Extract each line of the entries below that contains the word "water", copying every matching line unchanged.
── Provided records ──
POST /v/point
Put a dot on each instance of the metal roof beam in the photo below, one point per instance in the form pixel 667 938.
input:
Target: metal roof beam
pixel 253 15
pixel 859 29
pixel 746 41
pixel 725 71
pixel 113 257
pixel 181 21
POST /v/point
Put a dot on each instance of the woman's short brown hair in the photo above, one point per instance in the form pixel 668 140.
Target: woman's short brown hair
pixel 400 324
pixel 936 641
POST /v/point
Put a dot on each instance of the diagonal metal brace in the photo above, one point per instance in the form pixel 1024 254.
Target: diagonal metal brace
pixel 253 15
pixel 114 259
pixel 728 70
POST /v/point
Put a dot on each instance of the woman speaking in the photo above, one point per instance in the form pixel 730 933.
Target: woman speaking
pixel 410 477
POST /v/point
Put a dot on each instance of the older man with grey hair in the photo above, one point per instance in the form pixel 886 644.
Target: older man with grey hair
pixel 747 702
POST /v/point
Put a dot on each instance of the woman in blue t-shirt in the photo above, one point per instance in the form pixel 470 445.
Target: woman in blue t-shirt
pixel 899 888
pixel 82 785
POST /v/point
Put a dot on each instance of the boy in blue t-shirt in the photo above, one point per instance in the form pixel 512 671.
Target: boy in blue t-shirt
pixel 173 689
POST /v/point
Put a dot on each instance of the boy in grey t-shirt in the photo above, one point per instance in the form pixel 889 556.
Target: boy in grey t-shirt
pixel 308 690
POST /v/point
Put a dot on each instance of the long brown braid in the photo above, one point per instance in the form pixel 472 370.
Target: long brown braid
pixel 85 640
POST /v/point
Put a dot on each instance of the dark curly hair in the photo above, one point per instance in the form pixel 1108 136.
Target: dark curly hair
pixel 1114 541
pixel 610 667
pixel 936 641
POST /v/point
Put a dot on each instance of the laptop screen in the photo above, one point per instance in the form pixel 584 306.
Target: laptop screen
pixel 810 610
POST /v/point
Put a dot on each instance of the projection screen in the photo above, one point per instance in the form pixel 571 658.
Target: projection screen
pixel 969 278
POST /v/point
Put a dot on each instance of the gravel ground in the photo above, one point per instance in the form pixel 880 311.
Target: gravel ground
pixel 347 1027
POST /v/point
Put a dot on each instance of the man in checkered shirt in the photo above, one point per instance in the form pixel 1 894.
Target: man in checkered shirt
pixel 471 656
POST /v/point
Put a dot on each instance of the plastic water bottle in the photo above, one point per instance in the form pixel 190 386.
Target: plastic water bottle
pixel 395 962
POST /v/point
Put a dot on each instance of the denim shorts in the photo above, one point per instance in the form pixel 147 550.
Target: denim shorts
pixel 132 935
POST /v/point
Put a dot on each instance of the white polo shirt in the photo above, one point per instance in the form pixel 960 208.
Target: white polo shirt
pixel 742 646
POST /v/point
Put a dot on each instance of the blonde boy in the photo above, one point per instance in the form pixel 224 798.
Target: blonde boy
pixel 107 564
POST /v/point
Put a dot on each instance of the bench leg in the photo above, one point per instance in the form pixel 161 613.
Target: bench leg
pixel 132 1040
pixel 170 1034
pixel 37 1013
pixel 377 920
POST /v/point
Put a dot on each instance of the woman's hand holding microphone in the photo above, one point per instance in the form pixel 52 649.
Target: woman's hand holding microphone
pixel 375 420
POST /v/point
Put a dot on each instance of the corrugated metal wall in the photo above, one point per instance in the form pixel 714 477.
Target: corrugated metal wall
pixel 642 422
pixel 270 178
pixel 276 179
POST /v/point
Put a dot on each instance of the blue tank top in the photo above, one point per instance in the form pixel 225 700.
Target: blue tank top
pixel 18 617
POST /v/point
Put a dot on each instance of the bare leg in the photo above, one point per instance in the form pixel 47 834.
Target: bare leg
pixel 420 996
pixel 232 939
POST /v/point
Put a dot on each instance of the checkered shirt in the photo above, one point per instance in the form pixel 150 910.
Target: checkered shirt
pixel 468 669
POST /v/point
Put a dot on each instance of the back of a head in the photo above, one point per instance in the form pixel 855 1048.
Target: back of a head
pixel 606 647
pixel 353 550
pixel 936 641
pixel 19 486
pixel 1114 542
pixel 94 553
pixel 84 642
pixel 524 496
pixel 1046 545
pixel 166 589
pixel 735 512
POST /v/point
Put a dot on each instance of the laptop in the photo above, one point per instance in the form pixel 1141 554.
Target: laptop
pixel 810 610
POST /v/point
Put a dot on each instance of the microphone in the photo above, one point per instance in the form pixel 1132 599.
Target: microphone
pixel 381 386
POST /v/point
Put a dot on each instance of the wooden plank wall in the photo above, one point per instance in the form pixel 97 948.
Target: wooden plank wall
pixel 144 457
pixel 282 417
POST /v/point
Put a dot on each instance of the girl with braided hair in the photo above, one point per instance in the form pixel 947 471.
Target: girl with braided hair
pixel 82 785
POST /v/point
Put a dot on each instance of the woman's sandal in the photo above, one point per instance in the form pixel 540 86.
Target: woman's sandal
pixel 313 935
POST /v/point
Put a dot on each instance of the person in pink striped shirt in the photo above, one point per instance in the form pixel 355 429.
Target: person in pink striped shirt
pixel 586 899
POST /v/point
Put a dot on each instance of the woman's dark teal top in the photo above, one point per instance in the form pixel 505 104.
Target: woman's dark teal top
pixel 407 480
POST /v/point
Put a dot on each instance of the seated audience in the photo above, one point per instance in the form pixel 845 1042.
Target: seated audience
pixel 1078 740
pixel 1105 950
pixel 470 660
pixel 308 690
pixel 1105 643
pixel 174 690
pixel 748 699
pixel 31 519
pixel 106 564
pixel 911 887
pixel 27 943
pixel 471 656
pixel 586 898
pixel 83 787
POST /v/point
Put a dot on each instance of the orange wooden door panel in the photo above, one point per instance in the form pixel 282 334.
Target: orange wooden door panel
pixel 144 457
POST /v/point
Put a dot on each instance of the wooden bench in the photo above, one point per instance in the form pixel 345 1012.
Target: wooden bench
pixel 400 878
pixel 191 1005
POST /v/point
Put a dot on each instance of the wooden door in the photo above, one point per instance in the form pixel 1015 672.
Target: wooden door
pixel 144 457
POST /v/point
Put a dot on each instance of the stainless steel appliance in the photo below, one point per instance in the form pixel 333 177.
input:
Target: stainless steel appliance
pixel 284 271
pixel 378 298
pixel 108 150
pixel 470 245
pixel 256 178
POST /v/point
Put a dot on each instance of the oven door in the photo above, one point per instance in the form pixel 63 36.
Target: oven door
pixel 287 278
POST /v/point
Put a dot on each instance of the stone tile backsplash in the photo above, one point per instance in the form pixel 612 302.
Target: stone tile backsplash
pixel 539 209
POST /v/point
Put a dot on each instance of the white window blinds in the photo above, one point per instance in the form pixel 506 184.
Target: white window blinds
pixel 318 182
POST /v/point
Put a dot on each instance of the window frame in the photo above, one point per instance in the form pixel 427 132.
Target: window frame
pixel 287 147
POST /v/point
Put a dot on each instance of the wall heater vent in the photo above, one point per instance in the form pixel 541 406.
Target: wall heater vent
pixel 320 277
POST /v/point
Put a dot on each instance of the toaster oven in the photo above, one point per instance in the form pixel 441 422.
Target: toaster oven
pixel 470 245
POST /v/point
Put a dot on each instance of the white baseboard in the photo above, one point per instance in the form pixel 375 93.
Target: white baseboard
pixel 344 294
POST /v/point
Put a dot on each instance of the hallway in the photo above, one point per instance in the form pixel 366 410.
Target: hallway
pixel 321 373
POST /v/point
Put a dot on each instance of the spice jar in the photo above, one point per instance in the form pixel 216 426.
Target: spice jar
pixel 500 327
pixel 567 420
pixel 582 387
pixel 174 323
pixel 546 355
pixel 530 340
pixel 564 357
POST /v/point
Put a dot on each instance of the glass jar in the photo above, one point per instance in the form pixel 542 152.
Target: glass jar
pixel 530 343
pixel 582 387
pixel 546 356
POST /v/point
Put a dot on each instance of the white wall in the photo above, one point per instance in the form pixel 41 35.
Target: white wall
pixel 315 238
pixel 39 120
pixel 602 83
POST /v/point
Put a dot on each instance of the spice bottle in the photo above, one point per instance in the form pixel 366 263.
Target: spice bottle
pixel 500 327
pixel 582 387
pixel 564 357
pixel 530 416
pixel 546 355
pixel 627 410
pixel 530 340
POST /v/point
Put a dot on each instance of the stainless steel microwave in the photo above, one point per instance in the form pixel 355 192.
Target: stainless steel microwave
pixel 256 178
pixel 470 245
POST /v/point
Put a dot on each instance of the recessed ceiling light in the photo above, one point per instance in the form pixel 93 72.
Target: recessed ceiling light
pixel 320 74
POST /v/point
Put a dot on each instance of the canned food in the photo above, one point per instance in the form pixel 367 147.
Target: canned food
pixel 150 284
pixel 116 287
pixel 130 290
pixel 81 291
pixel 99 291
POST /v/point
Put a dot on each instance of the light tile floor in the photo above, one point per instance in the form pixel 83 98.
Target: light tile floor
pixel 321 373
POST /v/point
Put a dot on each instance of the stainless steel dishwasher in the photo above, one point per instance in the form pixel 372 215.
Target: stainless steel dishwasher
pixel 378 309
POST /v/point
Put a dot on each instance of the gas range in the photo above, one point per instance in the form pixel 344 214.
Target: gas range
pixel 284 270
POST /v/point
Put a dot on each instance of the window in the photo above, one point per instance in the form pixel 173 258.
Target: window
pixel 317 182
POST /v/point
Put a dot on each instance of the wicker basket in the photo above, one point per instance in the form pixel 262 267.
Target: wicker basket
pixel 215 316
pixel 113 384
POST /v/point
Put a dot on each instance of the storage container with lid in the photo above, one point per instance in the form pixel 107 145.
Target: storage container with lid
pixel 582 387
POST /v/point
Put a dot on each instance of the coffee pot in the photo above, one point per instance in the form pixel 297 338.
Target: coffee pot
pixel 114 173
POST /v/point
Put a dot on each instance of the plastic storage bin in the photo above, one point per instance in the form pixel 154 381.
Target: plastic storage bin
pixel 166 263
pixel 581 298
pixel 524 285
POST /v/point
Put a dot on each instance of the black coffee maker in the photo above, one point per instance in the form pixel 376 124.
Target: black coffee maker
───
**Finished exercise**
Put a dot on each instance of the plastic water bottle in the photo above, one point per instance in the form pixel 190 386.
Target: plastic water bottle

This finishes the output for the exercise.